Location labeling records

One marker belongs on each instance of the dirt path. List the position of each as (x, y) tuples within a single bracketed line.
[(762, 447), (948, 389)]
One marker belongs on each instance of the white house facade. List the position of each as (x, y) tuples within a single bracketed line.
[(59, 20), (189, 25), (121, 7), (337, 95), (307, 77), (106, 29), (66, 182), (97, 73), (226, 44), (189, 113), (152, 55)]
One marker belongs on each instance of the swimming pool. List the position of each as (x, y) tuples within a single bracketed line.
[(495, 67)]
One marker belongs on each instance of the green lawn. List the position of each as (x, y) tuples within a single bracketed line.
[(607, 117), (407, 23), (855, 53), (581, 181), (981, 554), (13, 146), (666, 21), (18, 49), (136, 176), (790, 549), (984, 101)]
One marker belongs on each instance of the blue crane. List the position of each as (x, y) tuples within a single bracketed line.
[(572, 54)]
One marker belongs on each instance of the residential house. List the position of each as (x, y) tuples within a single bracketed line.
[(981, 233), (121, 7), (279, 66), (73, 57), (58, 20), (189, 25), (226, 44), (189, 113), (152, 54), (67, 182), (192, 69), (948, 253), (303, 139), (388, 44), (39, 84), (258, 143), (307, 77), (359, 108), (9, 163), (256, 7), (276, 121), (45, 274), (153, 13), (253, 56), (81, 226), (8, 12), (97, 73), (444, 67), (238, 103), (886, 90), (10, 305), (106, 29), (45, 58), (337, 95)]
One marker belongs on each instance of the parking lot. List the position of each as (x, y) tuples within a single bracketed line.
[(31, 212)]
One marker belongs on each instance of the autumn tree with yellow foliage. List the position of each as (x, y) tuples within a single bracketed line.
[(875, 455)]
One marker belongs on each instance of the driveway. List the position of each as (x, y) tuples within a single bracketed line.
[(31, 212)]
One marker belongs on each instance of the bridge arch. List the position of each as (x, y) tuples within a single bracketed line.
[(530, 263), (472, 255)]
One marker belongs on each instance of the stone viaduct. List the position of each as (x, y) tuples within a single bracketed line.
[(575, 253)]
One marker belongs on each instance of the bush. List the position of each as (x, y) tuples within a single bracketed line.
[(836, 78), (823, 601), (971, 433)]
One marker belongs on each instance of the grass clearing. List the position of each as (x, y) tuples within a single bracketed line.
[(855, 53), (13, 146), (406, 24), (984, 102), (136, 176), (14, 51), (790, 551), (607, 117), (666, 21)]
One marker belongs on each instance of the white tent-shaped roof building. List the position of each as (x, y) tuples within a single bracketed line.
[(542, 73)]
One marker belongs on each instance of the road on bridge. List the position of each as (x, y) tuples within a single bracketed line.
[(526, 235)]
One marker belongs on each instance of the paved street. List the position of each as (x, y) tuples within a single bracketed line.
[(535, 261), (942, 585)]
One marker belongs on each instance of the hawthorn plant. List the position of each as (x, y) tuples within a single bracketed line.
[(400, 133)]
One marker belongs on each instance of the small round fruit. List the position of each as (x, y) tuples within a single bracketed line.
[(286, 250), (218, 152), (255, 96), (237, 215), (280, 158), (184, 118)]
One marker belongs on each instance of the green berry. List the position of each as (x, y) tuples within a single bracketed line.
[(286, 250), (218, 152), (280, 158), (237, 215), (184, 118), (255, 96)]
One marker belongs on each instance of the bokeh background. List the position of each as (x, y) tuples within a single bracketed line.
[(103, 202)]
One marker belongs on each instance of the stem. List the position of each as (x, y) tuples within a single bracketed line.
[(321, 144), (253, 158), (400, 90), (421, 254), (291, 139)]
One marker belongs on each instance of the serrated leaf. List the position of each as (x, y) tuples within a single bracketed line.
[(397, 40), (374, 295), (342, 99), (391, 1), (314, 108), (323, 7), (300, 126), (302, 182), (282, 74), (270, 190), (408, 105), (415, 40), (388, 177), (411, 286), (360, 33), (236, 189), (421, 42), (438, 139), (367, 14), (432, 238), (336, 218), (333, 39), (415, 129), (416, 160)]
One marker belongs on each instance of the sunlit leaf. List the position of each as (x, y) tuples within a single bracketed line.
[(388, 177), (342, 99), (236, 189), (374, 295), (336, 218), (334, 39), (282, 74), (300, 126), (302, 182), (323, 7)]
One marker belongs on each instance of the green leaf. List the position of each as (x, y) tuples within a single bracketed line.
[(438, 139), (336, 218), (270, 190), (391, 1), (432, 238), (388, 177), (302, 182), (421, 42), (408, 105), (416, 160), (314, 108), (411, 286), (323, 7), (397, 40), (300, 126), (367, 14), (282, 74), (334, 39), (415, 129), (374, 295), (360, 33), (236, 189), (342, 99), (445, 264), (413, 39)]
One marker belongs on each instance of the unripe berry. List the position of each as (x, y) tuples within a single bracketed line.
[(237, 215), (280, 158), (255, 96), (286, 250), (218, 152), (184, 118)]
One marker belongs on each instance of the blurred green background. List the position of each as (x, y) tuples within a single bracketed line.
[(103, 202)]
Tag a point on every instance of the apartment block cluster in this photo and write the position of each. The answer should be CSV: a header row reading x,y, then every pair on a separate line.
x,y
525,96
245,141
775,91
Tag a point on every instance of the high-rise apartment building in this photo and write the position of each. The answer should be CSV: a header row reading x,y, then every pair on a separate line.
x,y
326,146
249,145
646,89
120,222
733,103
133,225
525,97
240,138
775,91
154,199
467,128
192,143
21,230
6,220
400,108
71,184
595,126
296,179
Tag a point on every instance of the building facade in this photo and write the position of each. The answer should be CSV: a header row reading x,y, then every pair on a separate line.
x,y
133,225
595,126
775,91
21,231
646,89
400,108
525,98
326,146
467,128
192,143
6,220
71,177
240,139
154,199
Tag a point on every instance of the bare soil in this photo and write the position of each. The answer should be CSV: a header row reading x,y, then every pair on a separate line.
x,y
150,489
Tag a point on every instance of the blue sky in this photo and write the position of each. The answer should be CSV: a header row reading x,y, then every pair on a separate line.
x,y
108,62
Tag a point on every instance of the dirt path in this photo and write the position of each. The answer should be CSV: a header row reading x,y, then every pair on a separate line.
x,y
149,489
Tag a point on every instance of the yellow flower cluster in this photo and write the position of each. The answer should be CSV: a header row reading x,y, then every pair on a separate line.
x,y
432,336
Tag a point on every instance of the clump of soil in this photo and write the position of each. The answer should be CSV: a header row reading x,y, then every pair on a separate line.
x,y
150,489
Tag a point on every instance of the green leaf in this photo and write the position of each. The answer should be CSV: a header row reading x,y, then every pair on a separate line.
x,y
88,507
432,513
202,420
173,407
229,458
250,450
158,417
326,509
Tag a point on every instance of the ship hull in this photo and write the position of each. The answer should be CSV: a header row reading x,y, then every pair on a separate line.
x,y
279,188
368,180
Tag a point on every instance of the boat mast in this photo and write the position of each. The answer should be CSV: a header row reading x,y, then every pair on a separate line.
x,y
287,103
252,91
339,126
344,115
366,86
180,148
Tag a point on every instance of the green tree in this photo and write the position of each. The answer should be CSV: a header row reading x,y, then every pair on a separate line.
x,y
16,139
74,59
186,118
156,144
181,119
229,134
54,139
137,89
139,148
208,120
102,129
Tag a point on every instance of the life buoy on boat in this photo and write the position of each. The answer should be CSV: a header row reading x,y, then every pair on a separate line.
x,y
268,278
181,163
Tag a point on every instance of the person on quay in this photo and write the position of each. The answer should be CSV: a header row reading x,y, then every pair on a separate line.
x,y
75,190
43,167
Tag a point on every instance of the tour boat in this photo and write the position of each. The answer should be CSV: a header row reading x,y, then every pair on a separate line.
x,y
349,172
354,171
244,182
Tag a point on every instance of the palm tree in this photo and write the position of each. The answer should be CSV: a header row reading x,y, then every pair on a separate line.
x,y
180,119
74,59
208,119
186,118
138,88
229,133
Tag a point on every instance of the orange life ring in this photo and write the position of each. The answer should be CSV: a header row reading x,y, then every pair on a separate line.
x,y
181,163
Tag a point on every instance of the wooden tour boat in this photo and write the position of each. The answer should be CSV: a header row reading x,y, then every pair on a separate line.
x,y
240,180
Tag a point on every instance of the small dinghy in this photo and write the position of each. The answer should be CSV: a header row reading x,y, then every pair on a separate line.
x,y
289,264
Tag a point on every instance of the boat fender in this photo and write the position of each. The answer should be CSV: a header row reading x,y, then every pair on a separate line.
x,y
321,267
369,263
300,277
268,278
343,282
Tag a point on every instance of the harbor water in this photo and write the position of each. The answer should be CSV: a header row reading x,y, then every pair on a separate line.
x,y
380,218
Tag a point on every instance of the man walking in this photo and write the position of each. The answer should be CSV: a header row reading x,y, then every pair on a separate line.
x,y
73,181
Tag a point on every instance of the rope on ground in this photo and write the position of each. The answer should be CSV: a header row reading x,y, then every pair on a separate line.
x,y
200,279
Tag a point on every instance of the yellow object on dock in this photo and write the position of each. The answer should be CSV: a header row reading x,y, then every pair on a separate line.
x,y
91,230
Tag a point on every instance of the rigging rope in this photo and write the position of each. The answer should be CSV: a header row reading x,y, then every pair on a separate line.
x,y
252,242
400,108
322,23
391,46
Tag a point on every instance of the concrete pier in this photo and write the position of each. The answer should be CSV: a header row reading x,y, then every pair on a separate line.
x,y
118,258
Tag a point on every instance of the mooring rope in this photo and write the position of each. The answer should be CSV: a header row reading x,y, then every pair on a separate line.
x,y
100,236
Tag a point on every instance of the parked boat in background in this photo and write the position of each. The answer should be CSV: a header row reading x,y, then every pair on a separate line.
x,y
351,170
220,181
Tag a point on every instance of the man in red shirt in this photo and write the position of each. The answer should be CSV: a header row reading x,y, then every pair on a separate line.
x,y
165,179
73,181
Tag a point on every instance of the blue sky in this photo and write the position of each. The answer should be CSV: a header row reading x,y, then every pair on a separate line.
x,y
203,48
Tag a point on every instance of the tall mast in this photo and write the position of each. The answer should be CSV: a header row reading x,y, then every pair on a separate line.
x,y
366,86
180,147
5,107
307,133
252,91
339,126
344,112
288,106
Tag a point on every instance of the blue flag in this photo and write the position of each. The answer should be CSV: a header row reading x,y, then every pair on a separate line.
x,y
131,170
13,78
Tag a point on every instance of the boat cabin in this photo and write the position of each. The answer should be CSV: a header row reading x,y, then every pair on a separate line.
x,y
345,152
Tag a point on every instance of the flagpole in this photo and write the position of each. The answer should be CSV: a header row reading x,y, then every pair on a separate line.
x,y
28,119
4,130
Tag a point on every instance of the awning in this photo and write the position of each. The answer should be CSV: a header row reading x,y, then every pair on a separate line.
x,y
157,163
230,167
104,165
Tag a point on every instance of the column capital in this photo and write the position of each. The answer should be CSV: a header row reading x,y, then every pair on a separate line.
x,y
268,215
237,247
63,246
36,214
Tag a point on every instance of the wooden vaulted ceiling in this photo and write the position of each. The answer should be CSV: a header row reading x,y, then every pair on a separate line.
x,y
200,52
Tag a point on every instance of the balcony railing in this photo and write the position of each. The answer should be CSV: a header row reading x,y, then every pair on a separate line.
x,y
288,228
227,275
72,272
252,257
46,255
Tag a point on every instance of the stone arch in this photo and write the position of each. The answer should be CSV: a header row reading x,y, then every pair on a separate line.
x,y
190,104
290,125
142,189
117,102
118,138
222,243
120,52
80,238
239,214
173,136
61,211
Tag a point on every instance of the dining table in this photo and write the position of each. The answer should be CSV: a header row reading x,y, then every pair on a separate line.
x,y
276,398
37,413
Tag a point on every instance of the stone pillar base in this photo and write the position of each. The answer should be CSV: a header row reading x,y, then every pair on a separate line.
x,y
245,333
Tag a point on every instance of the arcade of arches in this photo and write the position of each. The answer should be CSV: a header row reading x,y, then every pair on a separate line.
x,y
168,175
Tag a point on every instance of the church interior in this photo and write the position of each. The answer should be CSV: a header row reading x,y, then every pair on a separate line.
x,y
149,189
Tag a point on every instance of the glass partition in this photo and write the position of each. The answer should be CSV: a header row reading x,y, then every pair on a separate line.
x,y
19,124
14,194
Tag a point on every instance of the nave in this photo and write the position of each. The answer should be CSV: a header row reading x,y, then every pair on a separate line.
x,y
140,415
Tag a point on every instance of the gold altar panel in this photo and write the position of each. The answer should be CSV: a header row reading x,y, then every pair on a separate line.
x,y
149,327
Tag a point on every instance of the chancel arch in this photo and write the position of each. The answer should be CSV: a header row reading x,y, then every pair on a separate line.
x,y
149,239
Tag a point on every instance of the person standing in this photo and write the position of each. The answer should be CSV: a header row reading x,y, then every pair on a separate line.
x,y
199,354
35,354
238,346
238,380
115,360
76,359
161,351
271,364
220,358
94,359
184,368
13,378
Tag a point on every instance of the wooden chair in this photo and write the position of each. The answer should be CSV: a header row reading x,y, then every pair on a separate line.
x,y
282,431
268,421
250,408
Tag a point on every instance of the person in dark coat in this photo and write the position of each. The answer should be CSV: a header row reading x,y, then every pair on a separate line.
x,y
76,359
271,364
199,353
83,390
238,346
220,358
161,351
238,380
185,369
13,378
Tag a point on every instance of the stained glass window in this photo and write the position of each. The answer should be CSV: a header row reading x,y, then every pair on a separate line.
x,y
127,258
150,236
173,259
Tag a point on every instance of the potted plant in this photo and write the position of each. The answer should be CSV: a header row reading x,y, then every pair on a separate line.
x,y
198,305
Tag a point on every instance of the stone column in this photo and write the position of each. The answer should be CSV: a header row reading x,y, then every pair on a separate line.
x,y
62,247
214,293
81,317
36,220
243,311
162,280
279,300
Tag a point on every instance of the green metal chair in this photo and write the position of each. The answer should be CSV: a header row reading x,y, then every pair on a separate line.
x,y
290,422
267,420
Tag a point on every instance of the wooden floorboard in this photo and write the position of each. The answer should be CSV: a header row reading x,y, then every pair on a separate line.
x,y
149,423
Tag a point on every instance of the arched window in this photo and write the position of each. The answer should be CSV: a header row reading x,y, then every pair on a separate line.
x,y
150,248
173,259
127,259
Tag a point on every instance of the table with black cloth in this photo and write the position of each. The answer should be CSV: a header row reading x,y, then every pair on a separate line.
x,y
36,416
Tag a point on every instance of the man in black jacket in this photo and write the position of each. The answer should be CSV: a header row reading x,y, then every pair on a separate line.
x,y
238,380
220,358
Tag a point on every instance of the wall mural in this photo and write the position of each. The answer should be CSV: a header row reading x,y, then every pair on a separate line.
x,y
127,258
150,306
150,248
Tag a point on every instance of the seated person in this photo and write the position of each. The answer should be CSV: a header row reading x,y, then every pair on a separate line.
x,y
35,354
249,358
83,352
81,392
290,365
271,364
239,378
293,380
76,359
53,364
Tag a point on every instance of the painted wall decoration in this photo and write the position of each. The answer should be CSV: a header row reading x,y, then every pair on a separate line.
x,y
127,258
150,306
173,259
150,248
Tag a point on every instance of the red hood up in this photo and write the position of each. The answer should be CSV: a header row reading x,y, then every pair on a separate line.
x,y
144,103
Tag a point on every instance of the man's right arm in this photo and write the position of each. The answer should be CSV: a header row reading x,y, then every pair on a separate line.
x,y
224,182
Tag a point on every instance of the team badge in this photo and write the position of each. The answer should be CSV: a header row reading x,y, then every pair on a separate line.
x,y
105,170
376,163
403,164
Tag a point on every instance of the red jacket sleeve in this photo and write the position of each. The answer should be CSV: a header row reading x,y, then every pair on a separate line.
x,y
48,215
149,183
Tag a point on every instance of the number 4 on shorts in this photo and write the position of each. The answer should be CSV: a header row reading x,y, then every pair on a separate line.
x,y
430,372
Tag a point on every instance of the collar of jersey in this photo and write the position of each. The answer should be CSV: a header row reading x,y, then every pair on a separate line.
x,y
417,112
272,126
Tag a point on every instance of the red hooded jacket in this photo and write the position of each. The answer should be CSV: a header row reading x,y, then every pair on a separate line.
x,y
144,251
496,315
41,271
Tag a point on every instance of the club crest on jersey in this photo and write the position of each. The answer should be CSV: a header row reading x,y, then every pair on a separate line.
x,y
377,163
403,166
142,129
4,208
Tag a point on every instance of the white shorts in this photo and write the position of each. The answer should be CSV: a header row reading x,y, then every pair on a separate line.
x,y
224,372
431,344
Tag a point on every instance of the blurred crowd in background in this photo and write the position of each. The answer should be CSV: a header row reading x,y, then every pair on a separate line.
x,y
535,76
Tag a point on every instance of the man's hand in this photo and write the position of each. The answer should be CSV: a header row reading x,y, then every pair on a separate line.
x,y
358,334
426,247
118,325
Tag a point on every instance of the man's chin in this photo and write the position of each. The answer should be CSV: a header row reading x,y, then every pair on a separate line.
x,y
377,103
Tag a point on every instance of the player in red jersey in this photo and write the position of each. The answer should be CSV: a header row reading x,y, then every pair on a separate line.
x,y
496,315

_Goal:_ Set down exactly what runs from the line with "Tag a point on every instance of the red jacket" to the last line of the data above, including both of those lines and no others.

_Output for this exercise:_
Tag a point on every instance of the red jacket sleeve in this photo and write the position of each. The answer should be CSV: a header row reading x,y, then every pair on a separate line.
x,y
48,215
149,183
Tag a point on every instance of the number 4 on shorts in this photo and write the position of each. The answer should be CSV: a header row reading x,y, then every pair on a separate line.
x,y
430,372
Tag a point on every instance of the collar of jersey in this photo and write the position of each. The answer should be CSV: a header row reading x,y, then every pair on a separate line.
x,y
417,112
272,126
Tag a point on every instance of the red hooded jacket in this photo and write the position of each. The answer should be CSV: a header row reading x,y, then every pair on a separate line.
x,y
144,251
496,315
41,271
Tag a point on every instance of the club crest on jersey in this photo and write the position of each. The answer should be CSV: a header row reading x,y, then every pair on a separate line.
x,y
377,163
403,166
142,129
4,208
Tag a point on every instance of the white shorts in this photo and write the position of each. The answer should be CSV: a header row reading x,y, then every pair on a separate line.
x,y
224,372
431,344
Tag a point on every instance of the blurred crowd in background in this photo and write the position of each. The answer should be CSV: a header row reading x,y, then every pair on a separate line.
x,y
535,76
Tag a point on every instance of the man's hand in this photo and write the position of each. The answer should be CSV: a header row reading x,y, then every pair on a separate line.
x,y
358,334
426,247
118,325
Tag a point on every instance of the man's chin in this photo and write the position of each. The answer should be CSV: a header row reading x,y, then every pair on a separate line.
x,y
377,103
Tag a point on every instance of the player in red jersey in this photo and write the position of each. The answer should be CSV: a header row reading x,y, then every pair on a separate line.
x,y
496,315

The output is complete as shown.